Via di Ripetta, also called Via Ripetta, is a street in the historic centre of Rome (Italy), in the rione Campo Marzio, that links Piazza del Popolo to Via del Clementino and, with other toponyms (Via della Scrofa, Via della Dogana Vecchia), reaches the church of Sant'Ivo alla Sapienza, on the back of Piazza Sant'Eustachio and close to the Pantheon. It is part of the complex of streets known as Tridente.

== History ==
The street boasts very ancient origins: in fact it retraces a former road map dating back to the 1st century BC. At the beginning of the 16th century the street was adapted by Pope Leo X, from which it took the name of Via Leonina. The street took the present name in 1704, when the Porto di Ripetta was built: the river harbour was called ripetta ("little bank") in order to distinguish it from the Porto di Ripa Grande in Trastevere.
Via di Ripetta is mentioned in the novel "The Late Mattia Pascal" by Luigi Pirandello, as a temporary residence of Adriano Meis / Mattia Pascal.

== Main sights ==
Walking through the street from Piazza del Popolo to Piazza Augusto Imperatore, which holds the ruined Mausoleum of Augustus, the following historic structures can be seen:
- Palazzo Capponi della Palma (16th century)
- Conservatorio della Divina Provvidenza e di San Pasquale (17th century)
- Sala Lancisiana of San Giacomo in Augusta (16th century)
- Chiesa di Santa Maria Portae Paradisi (16th century)
- Accademia di Belle Arti di Roma (19th century)
- Liceo Artistico Ripetta (19th century)

Along the street, commemorative stones signal the birthplaces of Eleonora Fonseca Pimentel and of Angelo Brunetti (1800-1849), Italian patriot known as Ciceruacchio.

→ Data for review
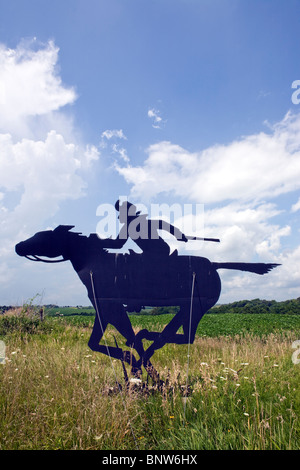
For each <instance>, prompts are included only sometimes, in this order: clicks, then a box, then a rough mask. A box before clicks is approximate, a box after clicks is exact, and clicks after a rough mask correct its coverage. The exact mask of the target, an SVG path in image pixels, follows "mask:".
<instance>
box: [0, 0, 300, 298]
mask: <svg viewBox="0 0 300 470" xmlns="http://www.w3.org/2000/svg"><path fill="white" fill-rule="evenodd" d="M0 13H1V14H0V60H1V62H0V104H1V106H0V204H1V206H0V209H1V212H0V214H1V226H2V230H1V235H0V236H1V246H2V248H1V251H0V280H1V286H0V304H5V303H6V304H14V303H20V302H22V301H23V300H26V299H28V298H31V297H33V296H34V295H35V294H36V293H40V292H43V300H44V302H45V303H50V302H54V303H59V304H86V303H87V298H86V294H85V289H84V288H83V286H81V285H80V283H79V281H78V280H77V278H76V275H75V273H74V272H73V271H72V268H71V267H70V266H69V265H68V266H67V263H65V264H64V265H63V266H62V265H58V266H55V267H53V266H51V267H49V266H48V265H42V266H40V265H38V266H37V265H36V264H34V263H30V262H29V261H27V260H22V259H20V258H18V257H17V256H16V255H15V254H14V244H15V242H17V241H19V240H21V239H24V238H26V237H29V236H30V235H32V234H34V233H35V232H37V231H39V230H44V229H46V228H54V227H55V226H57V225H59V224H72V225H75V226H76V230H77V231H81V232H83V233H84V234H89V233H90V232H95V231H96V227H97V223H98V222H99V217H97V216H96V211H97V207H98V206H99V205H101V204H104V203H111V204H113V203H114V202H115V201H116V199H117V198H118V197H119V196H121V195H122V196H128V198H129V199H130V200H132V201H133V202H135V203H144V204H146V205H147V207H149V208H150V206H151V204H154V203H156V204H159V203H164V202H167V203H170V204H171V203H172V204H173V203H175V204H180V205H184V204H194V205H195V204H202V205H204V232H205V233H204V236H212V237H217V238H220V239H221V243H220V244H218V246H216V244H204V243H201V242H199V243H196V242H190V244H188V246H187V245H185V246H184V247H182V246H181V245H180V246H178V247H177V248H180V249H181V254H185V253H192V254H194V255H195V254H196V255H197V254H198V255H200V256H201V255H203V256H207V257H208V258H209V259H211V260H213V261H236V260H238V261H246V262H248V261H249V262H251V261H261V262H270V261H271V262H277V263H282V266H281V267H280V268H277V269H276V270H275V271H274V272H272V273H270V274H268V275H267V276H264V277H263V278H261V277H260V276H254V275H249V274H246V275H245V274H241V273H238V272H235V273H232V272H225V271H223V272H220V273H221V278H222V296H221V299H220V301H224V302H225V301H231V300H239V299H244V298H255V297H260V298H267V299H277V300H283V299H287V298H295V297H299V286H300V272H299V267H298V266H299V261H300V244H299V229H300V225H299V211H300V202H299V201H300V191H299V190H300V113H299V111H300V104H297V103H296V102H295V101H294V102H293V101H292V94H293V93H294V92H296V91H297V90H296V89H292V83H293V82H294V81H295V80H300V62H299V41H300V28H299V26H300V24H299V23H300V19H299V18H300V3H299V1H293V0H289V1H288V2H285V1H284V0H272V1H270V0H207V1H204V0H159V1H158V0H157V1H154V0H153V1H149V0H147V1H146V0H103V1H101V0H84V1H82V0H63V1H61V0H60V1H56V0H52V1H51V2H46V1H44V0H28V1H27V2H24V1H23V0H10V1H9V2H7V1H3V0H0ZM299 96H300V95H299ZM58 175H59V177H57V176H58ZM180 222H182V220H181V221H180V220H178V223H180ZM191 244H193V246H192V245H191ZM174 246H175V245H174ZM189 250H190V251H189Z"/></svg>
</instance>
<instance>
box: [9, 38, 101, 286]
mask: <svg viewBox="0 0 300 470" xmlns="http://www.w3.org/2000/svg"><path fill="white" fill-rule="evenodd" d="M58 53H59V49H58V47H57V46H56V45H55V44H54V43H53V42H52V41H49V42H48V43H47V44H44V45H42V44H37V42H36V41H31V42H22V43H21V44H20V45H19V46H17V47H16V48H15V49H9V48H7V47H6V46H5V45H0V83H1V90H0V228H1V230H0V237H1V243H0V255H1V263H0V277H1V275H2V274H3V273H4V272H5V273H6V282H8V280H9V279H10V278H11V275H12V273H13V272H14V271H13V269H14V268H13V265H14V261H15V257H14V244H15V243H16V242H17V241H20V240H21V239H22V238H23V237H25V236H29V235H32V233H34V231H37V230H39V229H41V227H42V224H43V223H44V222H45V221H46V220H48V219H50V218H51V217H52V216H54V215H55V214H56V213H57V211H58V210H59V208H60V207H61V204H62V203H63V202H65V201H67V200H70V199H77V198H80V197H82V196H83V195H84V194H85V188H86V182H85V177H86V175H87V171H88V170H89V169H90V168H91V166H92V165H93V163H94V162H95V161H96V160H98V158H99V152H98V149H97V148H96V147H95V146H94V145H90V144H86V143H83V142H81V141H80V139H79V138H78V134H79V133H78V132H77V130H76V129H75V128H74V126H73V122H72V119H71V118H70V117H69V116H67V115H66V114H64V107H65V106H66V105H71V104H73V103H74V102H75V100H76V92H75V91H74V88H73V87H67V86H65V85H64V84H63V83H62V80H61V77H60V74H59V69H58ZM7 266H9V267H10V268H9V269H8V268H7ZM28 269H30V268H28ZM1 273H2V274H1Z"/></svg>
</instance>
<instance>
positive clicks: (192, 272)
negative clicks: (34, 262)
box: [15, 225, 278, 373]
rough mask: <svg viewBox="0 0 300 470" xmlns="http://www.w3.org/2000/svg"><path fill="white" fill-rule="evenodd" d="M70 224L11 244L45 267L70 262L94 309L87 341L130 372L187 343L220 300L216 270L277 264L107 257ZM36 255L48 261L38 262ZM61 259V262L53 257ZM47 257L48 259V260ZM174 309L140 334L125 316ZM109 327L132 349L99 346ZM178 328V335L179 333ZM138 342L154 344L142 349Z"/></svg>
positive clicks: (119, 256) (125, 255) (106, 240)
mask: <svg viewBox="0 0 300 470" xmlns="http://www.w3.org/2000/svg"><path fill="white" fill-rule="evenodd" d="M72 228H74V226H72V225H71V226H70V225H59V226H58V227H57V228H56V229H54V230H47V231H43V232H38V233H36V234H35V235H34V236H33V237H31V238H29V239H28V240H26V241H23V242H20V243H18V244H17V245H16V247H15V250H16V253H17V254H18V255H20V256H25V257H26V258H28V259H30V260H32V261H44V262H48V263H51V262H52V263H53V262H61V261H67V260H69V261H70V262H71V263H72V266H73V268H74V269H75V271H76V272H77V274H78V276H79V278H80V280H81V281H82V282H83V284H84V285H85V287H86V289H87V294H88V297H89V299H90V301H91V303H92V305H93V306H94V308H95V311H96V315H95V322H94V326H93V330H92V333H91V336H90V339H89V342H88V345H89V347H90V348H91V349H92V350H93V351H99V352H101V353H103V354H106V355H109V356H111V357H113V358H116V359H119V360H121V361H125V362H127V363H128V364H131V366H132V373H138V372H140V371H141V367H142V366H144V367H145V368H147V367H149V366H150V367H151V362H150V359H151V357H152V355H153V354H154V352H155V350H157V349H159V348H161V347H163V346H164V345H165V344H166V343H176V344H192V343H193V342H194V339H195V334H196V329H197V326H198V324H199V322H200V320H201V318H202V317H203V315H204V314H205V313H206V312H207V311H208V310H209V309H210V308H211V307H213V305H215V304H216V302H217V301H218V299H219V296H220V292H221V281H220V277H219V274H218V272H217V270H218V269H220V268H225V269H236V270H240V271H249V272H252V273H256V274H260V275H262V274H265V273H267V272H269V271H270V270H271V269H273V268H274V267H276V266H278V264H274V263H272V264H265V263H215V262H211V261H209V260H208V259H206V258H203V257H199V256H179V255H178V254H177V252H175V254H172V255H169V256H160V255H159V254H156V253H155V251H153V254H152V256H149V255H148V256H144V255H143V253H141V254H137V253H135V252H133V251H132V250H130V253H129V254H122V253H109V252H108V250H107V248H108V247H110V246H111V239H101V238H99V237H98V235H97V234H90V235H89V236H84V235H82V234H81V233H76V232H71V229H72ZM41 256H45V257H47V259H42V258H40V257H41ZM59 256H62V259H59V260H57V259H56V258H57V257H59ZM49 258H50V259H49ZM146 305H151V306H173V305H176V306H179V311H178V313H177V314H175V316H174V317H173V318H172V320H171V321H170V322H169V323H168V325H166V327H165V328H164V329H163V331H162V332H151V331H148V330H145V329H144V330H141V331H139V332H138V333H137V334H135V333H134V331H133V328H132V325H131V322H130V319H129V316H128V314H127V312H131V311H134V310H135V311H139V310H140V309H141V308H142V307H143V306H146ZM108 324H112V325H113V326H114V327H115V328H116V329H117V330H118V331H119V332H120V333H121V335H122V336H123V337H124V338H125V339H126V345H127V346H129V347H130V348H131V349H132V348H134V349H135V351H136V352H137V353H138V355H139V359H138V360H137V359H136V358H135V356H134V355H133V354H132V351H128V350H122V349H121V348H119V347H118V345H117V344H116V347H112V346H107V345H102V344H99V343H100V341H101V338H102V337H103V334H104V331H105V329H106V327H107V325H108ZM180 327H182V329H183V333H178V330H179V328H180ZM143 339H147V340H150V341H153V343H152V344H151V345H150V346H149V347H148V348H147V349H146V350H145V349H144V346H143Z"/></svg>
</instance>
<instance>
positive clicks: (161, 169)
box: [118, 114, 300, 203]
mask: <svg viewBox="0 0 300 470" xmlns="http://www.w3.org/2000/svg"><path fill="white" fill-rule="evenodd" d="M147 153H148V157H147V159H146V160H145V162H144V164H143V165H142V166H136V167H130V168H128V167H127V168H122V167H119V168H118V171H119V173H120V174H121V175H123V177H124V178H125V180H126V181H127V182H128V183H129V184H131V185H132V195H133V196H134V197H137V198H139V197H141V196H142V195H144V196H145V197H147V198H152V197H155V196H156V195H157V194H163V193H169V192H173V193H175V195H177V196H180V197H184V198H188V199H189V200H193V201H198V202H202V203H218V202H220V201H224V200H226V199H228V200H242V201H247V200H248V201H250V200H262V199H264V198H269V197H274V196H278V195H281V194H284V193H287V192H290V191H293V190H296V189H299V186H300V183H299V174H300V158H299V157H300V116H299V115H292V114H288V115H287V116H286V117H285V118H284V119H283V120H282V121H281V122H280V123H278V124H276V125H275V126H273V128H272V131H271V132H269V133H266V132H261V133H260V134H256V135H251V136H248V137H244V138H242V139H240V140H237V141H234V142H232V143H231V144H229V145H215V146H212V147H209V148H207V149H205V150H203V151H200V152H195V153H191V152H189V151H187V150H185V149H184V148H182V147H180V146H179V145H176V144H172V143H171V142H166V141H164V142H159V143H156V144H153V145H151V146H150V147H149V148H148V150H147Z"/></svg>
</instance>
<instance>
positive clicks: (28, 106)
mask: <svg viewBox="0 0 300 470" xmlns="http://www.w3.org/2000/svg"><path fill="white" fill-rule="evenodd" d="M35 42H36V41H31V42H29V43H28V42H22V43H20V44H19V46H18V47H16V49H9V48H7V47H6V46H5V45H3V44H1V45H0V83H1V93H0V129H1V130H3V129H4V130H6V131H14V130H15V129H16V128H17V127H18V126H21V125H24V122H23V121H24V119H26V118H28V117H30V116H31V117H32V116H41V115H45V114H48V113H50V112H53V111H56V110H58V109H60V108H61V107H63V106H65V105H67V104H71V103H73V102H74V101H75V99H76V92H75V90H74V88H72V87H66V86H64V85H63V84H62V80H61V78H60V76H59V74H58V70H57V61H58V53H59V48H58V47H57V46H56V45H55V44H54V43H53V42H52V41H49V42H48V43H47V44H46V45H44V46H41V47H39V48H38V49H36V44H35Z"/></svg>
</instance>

→ What you will do
Edit the Via di Ripetta text, giving everything from "Along the street, commemorative" down to "known as Ciceruacchio." with "commemorative stones" changed to "memorial plaques". The lines are not needed for this.

→ Exercise answer
Along the street, memorial plaques signal the birthplaces of Eleonora Fonseca Pimentel and of Angelo Brunetti (1800-1849), Italian patriot known as Ciceruacchio.